Available records START

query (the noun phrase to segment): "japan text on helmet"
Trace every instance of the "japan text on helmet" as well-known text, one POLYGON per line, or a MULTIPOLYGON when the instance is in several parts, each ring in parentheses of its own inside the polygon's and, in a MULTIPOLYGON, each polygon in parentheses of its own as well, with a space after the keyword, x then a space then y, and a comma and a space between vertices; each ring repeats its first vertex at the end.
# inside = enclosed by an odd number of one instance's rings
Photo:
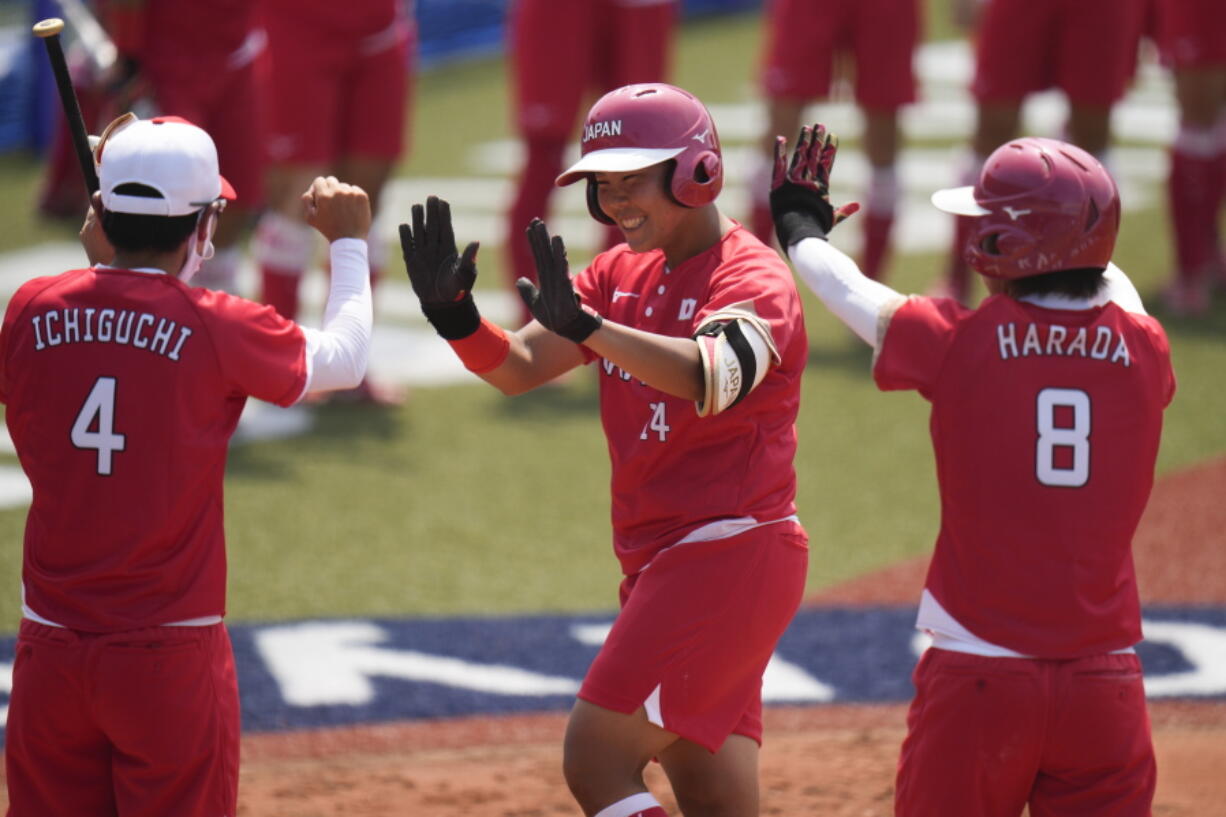
POLYGON ((583 123, 580 153, 557 184, 587 179, 588 210, 606 224, 613 220, 596 200, 598 172, 629 173, 671 160, 668 190, 686 207, 710 204, 724 186, 711 114, 693 94, 662 82, 626 85, 597 100, 583 123))
POLYGON ((975 217, 967 264, 993 278, 1105 268, 1120 227, 1111 174, 1079 147, 1027 137, 997 148, 974 187, 938 190, 932 203, 975 217))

Available records END

» Task goal: Starting at the line that contains "Trace every instance", retype each line through the final one in the listing, with both ends kept and the pictures omitted.

» Written response:
Trace every instance of the "japan text on helmet" as well-known text, one POLYGON per line, or a MULTIPOLYGON when the instance is in several parts, each ring in parentheses of its own inside the polygon's and, in a MULTIPOLYGON, each polygon in parentheses of its own as well, with a space after the keyword, x then a space then y, and a comma and a space between vertices; each ring repeats its first vertex at the end.
# inside = enclosed by an odd number of one instance's rings
Photo:
POLYGON ((583 123, 580 153, 557 184, 587 179, 588 210, 606 224, 613 220, 596 200, 598 172, 629 173, 671 160, 668 190, 686 207, 710 204, 724 186, 711 114, 693 94, 662 82, 626 85, 597 100, 583 123))
POLYGON ((975 217, 967 264, 993 278, 1105 268, 1120 227, 1111 174, 1079 147, 1027 137, 997 148, 974 187, 938 190, 932 203, 975 217))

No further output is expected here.